Start of EXERCISE MATERIALS

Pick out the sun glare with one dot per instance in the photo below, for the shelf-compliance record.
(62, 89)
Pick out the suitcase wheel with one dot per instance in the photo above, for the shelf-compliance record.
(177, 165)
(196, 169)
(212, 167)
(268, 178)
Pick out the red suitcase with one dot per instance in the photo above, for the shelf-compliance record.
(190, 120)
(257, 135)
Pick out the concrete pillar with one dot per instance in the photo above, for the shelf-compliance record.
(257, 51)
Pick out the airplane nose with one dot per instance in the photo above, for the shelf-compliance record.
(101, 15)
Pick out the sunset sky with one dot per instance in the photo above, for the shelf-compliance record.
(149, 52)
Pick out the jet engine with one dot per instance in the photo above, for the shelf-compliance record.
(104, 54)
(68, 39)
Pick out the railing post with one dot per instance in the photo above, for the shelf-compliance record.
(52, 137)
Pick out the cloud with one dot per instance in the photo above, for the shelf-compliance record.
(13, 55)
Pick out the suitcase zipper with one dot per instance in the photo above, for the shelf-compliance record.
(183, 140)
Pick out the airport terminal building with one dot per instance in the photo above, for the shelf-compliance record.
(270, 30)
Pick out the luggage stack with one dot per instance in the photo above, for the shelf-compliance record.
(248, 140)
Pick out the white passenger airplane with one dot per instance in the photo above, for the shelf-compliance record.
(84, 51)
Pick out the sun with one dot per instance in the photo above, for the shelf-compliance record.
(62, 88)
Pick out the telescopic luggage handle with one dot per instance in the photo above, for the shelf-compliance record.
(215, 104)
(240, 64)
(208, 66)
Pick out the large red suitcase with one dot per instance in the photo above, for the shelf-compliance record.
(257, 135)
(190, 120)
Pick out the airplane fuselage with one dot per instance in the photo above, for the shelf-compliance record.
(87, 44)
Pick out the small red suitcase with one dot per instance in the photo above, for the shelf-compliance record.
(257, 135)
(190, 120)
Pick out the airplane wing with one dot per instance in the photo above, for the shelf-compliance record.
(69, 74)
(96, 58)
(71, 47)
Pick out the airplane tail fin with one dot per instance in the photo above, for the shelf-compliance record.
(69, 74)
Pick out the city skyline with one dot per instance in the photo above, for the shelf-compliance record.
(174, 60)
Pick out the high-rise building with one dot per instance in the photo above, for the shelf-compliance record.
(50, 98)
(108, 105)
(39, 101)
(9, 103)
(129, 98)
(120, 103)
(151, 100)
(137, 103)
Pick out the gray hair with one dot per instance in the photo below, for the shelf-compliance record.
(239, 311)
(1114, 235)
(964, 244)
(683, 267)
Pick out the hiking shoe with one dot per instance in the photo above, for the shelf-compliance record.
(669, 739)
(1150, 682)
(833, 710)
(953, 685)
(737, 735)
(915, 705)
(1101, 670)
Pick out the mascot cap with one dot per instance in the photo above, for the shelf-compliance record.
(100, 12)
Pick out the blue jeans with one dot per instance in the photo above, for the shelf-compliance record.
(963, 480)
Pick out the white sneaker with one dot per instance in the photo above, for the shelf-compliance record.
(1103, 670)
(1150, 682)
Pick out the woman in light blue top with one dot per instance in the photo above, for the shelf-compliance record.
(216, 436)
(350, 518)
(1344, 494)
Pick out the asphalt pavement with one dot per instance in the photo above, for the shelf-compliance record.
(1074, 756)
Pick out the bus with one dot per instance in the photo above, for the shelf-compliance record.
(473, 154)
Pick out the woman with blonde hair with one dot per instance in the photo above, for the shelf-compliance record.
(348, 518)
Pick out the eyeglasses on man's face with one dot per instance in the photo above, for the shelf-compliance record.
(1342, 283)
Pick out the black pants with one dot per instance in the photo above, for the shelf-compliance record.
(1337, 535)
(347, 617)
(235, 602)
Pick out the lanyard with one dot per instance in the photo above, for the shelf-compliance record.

End of EXERCISE MATERIALS

■ **WORK REQUEST**
Retype the records above in full. Every word should match.

■ **WRITTEN SOLUTION**
Pick out the sun glare with one dot per instance in the photo below, for the shelf-compliance record.
(62, 89)
Pick out the suitcase wheel with one dot per instance in the photo above, for the shelf-compliance record.
(177, 165)
(196, 169)
(212, 167)
(268, 178)
Pick out the red suitcase with one dot per instance in the photo above, for the shelf-compliance record.
(190, 120)
(257, 135)
Pick out the concrete pillar with one dot per instance in the photo above, for the shelf-compliance record.
(257, 51)
Pick out the airplane nose with one dot per instance in the photo above, for the shelf-compliance record.
(101, 15)
Pick out the sunset sky with one dot per instance in the photo above, for the shelf-compliance record.
(149, 52)
Pick out the jet engine with one dot per instance in the photo above, for the shelf-compliance record.
(104, 54)
(68, 39)
Pick out the railing post with one dot per instance in the photo above, for the shelf-compliance record.
(52, 137)
Pick out the cloud with one dot per instance in the photo above, for the shelf-compliance record.
(13, 55)
Pick out the suitcase zipper with one dot per instance in the photo above, for the shelf-compliance record.
(183, 140)
Pick out the airport terminal building with one dot per instance in the photo above, for the shelf-compliance record.
(270, 30)
Pick out the luggage stack with one dot per instance in the photo above, for the shelf-compliance record.
(248, 140)
Pick out the white passenger airplane with one dot per instance in the photo above, for the shelf-compliance record.
(84, 51)
Pick out the sun with one dot per instance in the photo above, for the shelf-compliance record.
(62, 88)
Pick out the telescopic luggage handle with one dot per instance in the photo above, for the shelf-compliance record.
(215, 104)
(240, 64)
(208, 66)
Pick out the large red suitcase with one dot per instance in the photo above, for the shelf-compliance record.
(257, 135)
(190, 120)
Pick out the airplane fuselage with one dot per instance in the photo above, for the shelf-compliance record.
(87, 44)
Pick out the small red suitcase with one dot per instance in the photo above, for the shelf-compliance record.
(257, 135)
(190, 120)
Pick out the airplane wing with one dot per instance in the photo above, for the shelf-compliance record.
(69, 74)
(96, 58)
(71, 47)
Pick out the airplane tail fin with one dot per instance in the photo above, for the shelf-compliance record.
(69, 74)
Pick out the city skyline with one dot per instance in the photo above, for the shelf-compliance record.
(174, 60)
Pick out the high-rise building with one dot per instance in the photo above, for the shelf-compliance record.
(50, 98)
(108, 105)
(39, 101)
(9, 103)
(129, 98)
(120, 103)
(151, 100)
(137, 103)
Pick out the gray hair with one dot per instance in the photo below, for the shelf-compliance record.
(239, 311)
(1114, 235)
(964, 244)
(683, 267)
Pick out the hiking shoe with one dot per instance in the photo above, for the shelf-compliance record.
(669, 739)
(1150, 682)
(833, 710)
(953, 685)
(737, 735)
(915, 705)
(1101, 670)
Pick out the mascot cap with one dot per instance in the photo above, for the shelf-compliance record.
(100, 12)
Pick out the blue jeans with one dot per instance in the photo above, for the shelf-compliance record.
(963, 480)
Pick out the white sneaker with one dot per instance in the photo above, for the shelf-compliance record.
(1103, 670)
(1150, 682)
Pick out the woman in light blue top with one dot per instance in the photo above, for the shelf-compliance record.
(216, 436)
(350, 518)
(1344, 494)
Pick out the asphalt pavement with one dot per instance in the photo above, for the shelf-compliance record.
(1074, 756)
Pick out the bus with one dot per instance in the photo above, for the shelf-compliance record.
(473, 154)
Pick out the woman with blonde hair with one dot per instance in the photo above, for the shelf-compliance record.
(348, 518)
Pick out the eyeglasses on man's face with one dot per instance in the photo above, for the shelf-compliance record.
(1342, 283)
Pick out the black pants with one dot per instance in the photo above, for the shelf-compliance record.
(1337, 535)
(347, 617)
(235, 602)
Pick out the lanyard with one dot per instance in the photo above, for the shelf-compliance record.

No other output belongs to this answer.